TEXT SEGMENT:
#####

# Acorns



## DHower08 (Nov 20, 2015)

Any one else noticing lack of acorns this year. Usually starting to drop steady by now and can always see big clusters in the trees. Seeing and hearing very few so far. Like the least amount I've seen in years


----------



## fishless (Sep 18, 2014)

DHower08 said:


> Any one else noticing lack of acorns this year. Usually starting to drop steady by now and can always see big clusters in the trees. Seeing and hearing very few so far. Like the least amount I've seen in years


Yes,my Oaks are dropping little tiny acorns now . They are only about 3/8 inch diameter


----------



## DL07 (Jul 21, 2011)

I looked Saturday while scouting and seen none.


----------



## Misdirection (Jul 16, 2012)

None yesterday when I checked my cameras. 

Sent from my SM-S901U using Tapatalk


----------



## mmtchell (Jul 9, 2014)

I've seen some dropping in the creek bottoms, not on the ridges yet...I've seen white oaks start dropping on Halloween...so the later the better...for me


----------



## halfrack (Oct 13, 2004)

I didn't see any when i was out last week checking cameras. I am in Northeast ohio, Portage county.


----------



## DHower08 (Nov 20, 2015)

The biggest benefit I see when theirs no acorns is the deer will travel and spread out more. But it sure is nice when one or two oaks are dropping heavy near a bedding area. Talk about a slam dunk


----------



## ducky152000 (Jul 20, 2005)

I havnt been in the woods yet but noticed a good abundance of hickory nuts this year, was at clendenning Sunday and couldnt believe how full some of the Shag barks were. Hard to really notice the oaks from the boat.

#####

PROVIDED DATA:
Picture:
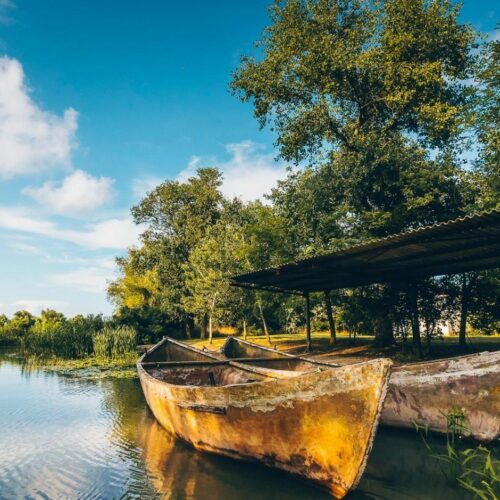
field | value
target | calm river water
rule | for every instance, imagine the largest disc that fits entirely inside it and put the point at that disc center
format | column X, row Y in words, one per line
column 67, row 438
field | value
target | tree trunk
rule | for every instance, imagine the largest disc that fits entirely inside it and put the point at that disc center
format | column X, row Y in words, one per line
column 204, row 321
column 331, row 319
column 412, row 295
column 384, row 327
column 308, row 322
column 464, row 309
column 264, row 324
column 384, row 332
column 189, row 328
column 210, row 328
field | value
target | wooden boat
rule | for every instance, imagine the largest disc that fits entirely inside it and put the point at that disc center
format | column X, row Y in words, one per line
column 319, row 424
column 424, row 393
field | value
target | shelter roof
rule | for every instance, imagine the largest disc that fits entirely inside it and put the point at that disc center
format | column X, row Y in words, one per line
column 469, row 243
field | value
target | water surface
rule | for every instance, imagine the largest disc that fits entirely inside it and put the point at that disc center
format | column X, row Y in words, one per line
column 62, row 437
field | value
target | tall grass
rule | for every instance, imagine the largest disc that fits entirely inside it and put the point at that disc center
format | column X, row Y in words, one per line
column 474, row 469
column 114, row 343
column 72, row 339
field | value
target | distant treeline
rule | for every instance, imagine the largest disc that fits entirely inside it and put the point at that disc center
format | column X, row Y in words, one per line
column 52, row 334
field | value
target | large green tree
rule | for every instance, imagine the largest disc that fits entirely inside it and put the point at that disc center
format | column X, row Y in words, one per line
column 177, row 216
column 363, row 92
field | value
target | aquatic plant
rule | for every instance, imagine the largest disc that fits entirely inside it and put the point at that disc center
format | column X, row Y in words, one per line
column 475, row 469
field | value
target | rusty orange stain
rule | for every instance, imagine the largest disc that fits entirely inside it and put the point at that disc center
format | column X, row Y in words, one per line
column 319, row 425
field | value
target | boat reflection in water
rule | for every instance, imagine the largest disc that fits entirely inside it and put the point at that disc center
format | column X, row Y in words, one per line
column 399, row 467
column 72, row 438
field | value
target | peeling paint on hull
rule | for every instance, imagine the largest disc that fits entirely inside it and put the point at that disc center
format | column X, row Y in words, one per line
column 319, row 425
column 422, row 392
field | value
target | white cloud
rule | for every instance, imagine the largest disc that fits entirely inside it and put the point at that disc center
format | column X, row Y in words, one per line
column 31, row 139
column 494, row 35
column 76, row 194
column 35, row 306
column 5, row 7
column 248, row 174
column 92, row 279
column 112, row 233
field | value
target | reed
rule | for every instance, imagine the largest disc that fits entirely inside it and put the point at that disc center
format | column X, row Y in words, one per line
column 475, row 469
column 114, row 343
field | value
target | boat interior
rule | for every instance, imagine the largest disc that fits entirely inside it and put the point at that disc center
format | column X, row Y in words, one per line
column 179, row 364
column 259, row 356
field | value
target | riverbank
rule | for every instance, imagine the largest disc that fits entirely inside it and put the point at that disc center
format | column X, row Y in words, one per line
column 90, row 367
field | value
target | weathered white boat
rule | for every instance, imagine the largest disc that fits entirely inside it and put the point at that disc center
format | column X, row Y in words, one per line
column 424, row 393
column 318, row 424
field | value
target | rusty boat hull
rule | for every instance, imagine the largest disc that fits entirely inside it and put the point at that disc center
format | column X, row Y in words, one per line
column 424, row 393
column 319, row 425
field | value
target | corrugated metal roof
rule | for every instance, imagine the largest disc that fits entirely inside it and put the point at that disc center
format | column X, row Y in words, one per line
column 464, row 244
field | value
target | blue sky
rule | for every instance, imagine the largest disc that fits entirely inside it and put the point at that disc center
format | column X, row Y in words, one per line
column 99, row 101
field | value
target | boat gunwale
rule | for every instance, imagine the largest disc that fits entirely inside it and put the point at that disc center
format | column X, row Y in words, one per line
column 283, row 355
column 267, row 378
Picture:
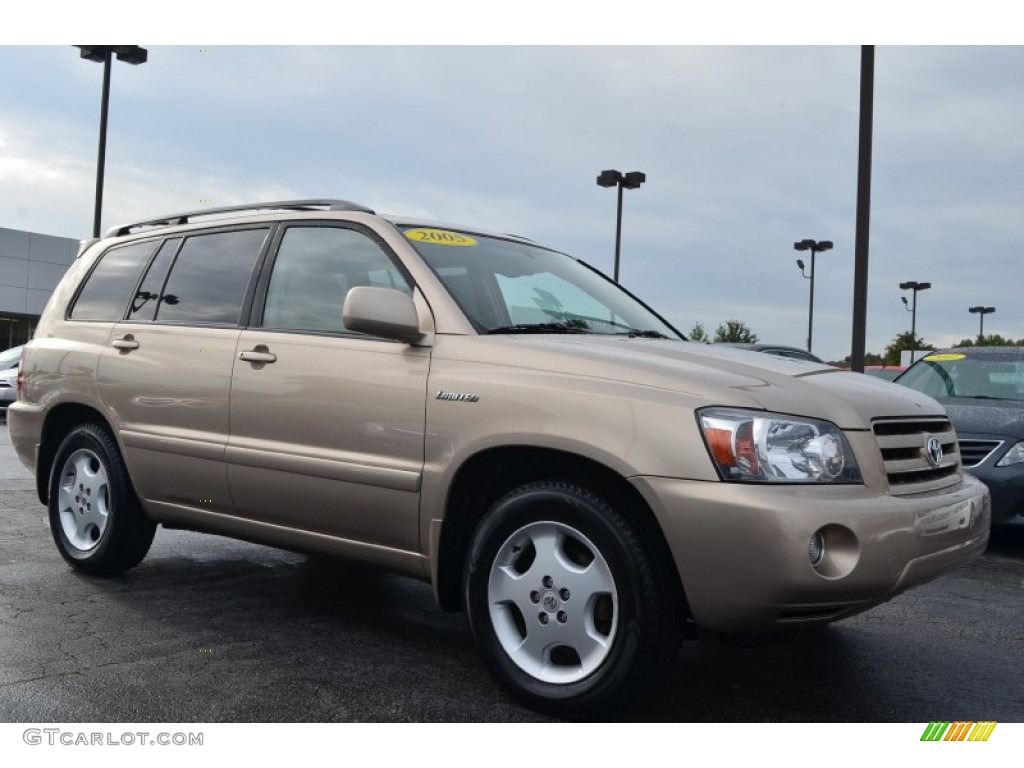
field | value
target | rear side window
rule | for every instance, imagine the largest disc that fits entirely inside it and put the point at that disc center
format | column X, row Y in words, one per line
column 208, row 281
column 107, row 290
column 147, row 297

#####

PROBLEMS:
1: In the acorn thread, which county does halfrack say he is in?
2: Render this sentence from the acorn thread in Spanish: "I didn't see any when i was out last week checking cameras."
3: Reproduce the acorn thread from "## mmtchell (Jul" up to and including "ohio, Portage county.".

THE RESPONSES:
1: Portage County, in Northeast Ohio.

2: No vi ninguna cuando salí la semana pasada a revisar las cámaras.

3:
## mmtchell (Jul 9, 2014)

I've seen some dropping in the creek bottoms, not on the ridges yet...I've seen white oaks start dropping on Halloween...so the later the better...for me


----------



## halfrack (Oct 13, 2004)

I didn't see any when i was out last week checking cameras. I am in Northeast ohio, Portage county.